GIVEN TEXT:
Of course, we all still believe we’re sending NATO to Libya to help the ordinary people.

-By the way: if you don’t wage war for water, you’re a 20th century general.

About those civilian deaths

On Saturday 26th of March, US Defense Secretary Robert Gates claimed:

GATES: “The truth of the matter is we have trouble coming up with proof of any civilian casualties that we have been responsible for. But we do have a lot of intelligence reporting about Qadhafi taking the bodies of the people he’s killed and putting them at the sites where we’ve attacked. We have been extremely careful in this military effort, and not just our pilots but the pilots of the other coalition air forces have really done an extraordinary job.”

SCHIEFFER: “He’s taking bodies and putting them in places?

GATES: “We have a number of reports of that.”



Well..it has to make us wonder why Sky News and Reuters, on the same day, reported that both military AND civilian targets were hit in Centra Libya.

Another case, rarely mentioned in the mainstream media, is the funeral of a baby, killed by a coalition missile in Tripoli. Read the story by independent war correspondent Arnold Karskens.

We should not believe any story about coalition bombs (or rebel artillery) not killing civilians. Bombs kill people. Just as Khadafi’s bombs kill. It’s what war is about and bombs are made for. And then we also have NATO’s DU bombs.

Of course I believe that Khadafi will use any kind of propaganda in his own interests. But it would be very, very naive to not expect the same kind of dirty propaganda from the “good guys.”

DATA TO PROCESS:
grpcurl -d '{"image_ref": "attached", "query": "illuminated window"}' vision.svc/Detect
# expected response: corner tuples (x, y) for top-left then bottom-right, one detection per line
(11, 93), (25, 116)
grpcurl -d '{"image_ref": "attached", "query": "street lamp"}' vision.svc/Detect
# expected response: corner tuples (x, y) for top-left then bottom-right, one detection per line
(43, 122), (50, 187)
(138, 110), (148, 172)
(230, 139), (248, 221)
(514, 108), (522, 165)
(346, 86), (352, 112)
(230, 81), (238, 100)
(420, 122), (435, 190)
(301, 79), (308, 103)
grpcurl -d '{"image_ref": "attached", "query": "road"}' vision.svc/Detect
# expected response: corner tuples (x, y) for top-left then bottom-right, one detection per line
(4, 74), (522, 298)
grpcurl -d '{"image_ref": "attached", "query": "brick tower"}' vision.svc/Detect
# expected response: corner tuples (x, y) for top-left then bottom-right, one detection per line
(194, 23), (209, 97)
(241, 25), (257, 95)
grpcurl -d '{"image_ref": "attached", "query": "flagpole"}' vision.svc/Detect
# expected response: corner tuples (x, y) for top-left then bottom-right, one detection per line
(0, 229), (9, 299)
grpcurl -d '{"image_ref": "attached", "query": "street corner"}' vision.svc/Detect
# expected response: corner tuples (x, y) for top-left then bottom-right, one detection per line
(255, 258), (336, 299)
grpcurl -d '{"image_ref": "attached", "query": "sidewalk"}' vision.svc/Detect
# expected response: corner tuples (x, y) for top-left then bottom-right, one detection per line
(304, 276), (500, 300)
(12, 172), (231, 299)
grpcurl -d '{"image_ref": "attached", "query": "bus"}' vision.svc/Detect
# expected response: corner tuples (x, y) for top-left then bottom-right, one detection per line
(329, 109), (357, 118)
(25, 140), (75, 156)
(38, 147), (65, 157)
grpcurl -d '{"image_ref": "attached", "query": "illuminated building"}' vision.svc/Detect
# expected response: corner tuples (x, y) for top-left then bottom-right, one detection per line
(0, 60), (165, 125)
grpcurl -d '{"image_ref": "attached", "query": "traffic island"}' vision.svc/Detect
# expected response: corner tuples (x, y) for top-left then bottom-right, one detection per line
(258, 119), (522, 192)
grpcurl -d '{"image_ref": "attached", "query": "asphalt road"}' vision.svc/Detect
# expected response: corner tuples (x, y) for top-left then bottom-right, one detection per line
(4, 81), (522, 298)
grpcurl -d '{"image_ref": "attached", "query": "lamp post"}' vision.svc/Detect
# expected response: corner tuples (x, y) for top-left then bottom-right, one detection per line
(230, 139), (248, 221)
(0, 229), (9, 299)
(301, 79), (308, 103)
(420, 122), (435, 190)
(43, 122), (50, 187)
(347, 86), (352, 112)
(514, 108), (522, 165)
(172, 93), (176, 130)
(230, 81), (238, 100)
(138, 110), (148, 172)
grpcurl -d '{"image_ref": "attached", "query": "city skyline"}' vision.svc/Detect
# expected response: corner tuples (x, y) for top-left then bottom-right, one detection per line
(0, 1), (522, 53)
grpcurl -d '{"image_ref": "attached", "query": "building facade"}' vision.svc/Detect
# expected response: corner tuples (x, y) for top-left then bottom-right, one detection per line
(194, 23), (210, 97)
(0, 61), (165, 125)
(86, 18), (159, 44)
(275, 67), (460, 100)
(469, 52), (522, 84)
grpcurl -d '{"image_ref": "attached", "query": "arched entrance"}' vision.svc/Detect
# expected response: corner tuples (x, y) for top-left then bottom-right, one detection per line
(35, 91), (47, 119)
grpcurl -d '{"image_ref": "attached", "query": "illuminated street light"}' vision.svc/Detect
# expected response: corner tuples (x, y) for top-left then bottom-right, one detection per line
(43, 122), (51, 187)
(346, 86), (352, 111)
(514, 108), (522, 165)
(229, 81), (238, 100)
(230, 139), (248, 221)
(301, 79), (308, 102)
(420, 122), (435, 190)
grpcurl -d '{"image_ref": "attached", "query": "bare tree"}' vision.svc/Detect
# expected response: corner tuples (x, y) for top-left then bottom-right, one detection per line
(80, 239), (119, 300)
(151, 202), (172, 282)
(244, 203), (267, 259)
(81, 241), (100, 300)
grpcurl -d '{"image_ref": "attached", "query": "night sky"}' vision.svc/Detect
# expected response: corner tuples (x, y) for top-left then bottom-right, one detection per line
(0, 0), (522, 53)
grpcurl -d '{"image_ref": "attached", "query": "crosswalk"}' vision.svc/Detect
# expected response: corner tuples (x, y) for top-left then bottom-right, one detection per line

WHAT IS ASKED:
1. Return the rows verbatim, starting with the first one and going on through the line with "(38, 147), (65, 157)", both included.
2. Resume the Libya piece after its final sentence.
The Libya piece and the rows have no connection to each other.

RESPONSES TO THE TASKS:
1.
grpcurl -d '{"image_ref": "attached", "query": "illuminated window"}' vision.svc/Detect
# expected response: corner tuples (x, y) for top-left then bottom-right, one detection per line
(11, 93), (25, 116)
grpcurl -d '{"image_ref": "attached", "query": "street lamp"}' vision.svc/Detect
# expected response: corner tuples (x, y) for top-left then bottom-right, one detection per line
(43, 122), (50, 187)
(138, 110), (148, 172)
(230, 139), (248, 221)
(514, 108), (522, 165)
(346, 86), (352, 112)
(230, 81), (238, 100)
(420, 122), (435, 190)
(301, 79), (308, 103)
grpcurl -d '{"image_ref": "attached", "query": "road"}' vision.svc/Detect
# expected response: corner tuples (x, y) for top-left then bottom-right, one detection per line
(4, 74), (522, 298)
grpcurl -d '{"image_ref": "attached", "query": "brick tower"}' vision.svc/Detect
# expected response: corner tuples (x, y) for top-left then bottom-right, one detection per line
(194, 23), (209, 97)
(241, 25), (257, 95)
grpcurl -d '{"image_ref": "attached", "query": "flagpole"}' vision.svc/Detect
# expected response: corner tuples (x, y) for top-left then bottom-right, one detection per line
(0, 229), (9, 299)
grpcurl -d '{"image_ref": "attached", "query": "street corner"}' vision.svc/Detect
# expected response: corner tuples (x, y) for top-left then bottom-right, one detection per line
(255, 258), (336, 299)
grpcurl -d '{"image_ref": "attached", "query": "sidewalk"}' vision.svc/Detect
# expected response: corner tuples (x, y) for top-left then bottom-right, one detection per line
(304, 276), (500, 300)
(12, 172), (231, 299)
grpcurl -d '{"image_ref": "attached", "query": "bus"}' vision.svc/Detect
# expected response: corner tuples (x, y) for top-left then bottom-right, one detection per line
(329, 109), (357, 118)
(25, 140), (75, 156)
(38, 147), (65, 157)

2.
What? You don’t believe that? Here’s an example from the Gulf War of 1991:

Remember those “slaughtered Kuwaiti incubator babies?” You don’t? That’s because they never existed.


But it did sell the war for Kuwait against Iraq. Like the non-existent WMD sold the 2003 invasion of that same country. Or how right-wing politicians in Israel, USA and the Netherlands have been trying to sell a war on Iran,using the WMD nukes argument.

So, I’d say: expect misleading reports and horror stories coming not just from Libyan State TV. Psychological warfare (for the hearts and minds) will be waged by all parties, not just by Khadafi. It’s part of a deadly, and foolish game called war. You should also expect accusations of being pro-Khadafi, for no other reason than being a critical thinker.

All we can hope for now is that the people of Libya will not only get rid of the Khadafi-clan if the majority really wants that, but also free themselves of imperialist powers. This revolution is going to take much more than just ousting a dictator.

Revolution is, or should be, about breaking a system.

To be continued.



4 augustus 2011: I was wrong about Libya and I apologize

It looks to me like Michael Hayden’s (ex-CIA, NSA under Bush jr.) wish for a digital Blackwater has already come true.

I’ve seen a lot of those on twitter during the first weeks of the attack on Libya, all hailing NATO, neocon warhawks and the “rebels”, including the rebels that fought for groups we used to call “Al Qaeda“,during earlier occasions when it suited our imperialist agenda.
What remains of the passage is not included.